■ DIRECTIONS FOR THIS TASK
Each record must appear in the answer exactly as it does in the data.

Region pointing data
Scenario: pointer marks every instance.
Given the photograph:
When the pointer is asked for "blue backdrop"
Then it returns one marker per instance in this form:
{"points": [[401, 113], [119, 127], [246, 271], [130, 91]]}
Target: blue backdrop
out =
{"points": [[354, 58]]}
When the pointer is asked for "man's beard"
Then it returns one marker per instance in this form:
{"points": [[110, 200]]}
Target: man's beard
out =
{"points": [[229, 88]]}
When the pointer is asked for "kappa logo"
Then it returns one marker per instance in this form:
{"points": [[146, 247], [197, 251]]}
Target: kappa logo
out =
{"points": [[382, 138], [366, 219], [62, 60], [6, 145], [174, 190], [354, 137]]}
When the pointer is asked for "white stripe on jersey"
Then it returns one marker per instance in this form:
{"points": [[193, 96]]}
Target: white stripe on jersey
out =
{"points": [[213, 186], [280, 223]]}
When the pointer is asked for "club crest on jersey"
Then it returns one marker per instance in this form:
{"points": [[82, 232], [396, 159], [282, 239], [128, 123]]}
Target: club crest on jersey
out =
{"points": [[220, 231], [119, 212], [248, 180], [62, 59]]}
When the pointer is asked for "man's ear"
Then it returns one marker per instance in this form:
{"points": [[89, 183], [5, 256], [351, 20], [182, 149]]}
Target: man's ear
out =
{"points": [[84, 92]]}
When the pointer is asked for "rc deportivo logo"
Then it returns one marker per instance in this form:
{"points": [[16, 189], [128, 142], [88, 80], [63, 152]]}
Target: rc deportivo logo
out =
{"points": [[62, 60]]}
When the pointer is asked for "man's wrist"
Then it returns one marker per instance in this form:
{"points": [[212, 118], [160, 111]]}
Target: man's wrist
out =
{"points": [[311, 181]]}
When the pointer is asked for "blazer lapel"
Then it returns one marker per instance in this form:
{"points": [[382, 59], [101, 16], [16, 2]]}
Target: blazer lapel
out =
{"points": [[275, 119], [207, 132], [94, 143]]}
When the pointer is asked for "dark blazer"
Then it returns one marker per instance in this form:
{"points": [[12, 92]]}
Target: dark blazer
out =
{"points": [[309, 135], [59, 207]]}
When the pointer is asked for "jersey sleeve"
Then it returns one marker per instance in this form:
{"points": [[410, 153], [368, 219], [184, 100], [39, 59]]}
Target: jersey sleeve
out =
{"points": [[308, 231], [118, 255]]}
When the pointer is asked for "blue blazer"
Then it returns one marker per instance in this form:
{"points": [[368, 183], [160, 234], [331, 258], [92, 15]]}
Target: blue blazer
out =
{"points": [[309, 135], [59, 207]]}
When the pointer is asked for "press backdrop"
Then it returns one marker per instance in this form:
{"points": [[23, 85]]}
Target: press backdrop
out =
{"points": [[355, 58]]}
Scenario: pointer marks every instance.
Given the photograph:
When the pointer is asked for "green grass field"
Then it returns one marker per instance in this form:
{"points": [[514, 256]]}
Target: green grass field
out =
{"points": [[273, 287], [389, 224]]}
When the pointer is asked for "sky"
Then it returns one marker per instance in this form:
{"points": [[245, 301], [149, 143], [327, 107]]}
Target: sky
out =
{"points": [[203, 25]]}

■ ANSWER TO THIS PROBLEM
Scenario: pointer marks every instance.
Given the photograph:
When the pointer is asked for "blue backdrop"
Then it returns one marker per instance in this form:
{"points": [[401, 113], [119, 127], [246, 271], [130, 91]]}
Target: blue backdrop
out =
{"points": [[354, 58]]}
When the pointer is asked for "man's beard"
Then it returns one marker per instance in this form:
{"points": [[110, 200]]}
Target: man's beard
out =
{"points": [[229, 88]]}
When the pointer is asked for "kappa logo"
Then it returns one marker per instance in this form:
{"points": [[146, 247], [197, 251]]}
Target: kappa logo
out =
{"points": [[382, 138], [366, 219], [62, 60], [6, 145], [174, 190], [354, 137]]}
When the pointer is asked for "white stripe on jersey"
Then it returns one marker per instance in this form:
{"points": [[193, 96]]}
Target: white stripe on jersey
out =
{"points": [[213, 186], [280, 223]]}
When the pointer is asked for "club crest on jersey"
Then it returns one marker per instance in this form:
{"points": [[82, 232], [396, 159], [282, 239], [128, 123]]}
Target: club crest on jersey
out =
{"points": [[220, 231], [119, 212], [248, 180], [62, 59]]}
When the pointer is asked for "man's ear"
Then it returns one marker per instance in this form:
{"points": [[89, 183], [5, 256], [351, 20], [182, 149]]}
Target: man's ear
out =
{"points": [[84, 92]]}
When the pointer is asked for "rc deportivo logo"
Then it returns one marker per instance in this form:
{"points": [[16, 189], [128, 142], [88, 80], [63, 152]]}
Target: rc deportivo logo
out =
{"points": [[62, 60]]}
When the pointer is asked for "man's wrist"
Then it returns one marker per instance in this form:
{"points": [[212, 118], [160, 111]]}
Target: man's wrist
out =
{"points": [[311, 181]]}
When the pointer is asked for "blazer lapel"
Then it returns one marker per instance in this form:
{"points": [[382, 59], [101, 16], [16, 2]]}
Target: blazer lapel
out =
{"points": [[275, 119], [207, 132], [94, 143]]}
When the pointer is asked for "dark blazer"
Then it returns one marker per instance in this form:
{"points": [[12, 92]]}
Target: dark blazer
out =
{"points": [[309, 135], [59, 207]]}
When the pointer is asked for "jersey sleeve"
Then it returns one marker per instance in this form:
{"points": [[410, 153], [368, 219], [184, 100], [39, 59]]}
Target: jersey sleeve
out =
{"points": [[308, 231], [118, 255]]}
When the pointer is asked for "blue blazer"
Then it returns one marker per instance in this form:
{"points": [[368, 183], [160, 234], [331, 258], [92, 15]]}
Target: blue blazer
out =
{"points": [[309, 135], [59, 207]]}
When the pointer is asked for "press backdrop"
Then it returns one marker per instance in this form:
{"points": [[23, 85]]}
Target: press backdrop
out =
{"points": [[355, 58]]}
Scenario: pointer marks every instance.
Given the photograph:
When the pointer is asked for "green grass field"
Then it returns one marker per instance in this form:
{"points": [[514, 256]]}
Target: green grass field
out =
{"points": [[273, 287], [389, 224]]}
When the pointer is asked for "sky"
Then it returns one marker per instance in this form:
{"points": [[245, 301], [149, 143], [327, 107]]}
Target: sky
out =
{"points": [[203, 25]]}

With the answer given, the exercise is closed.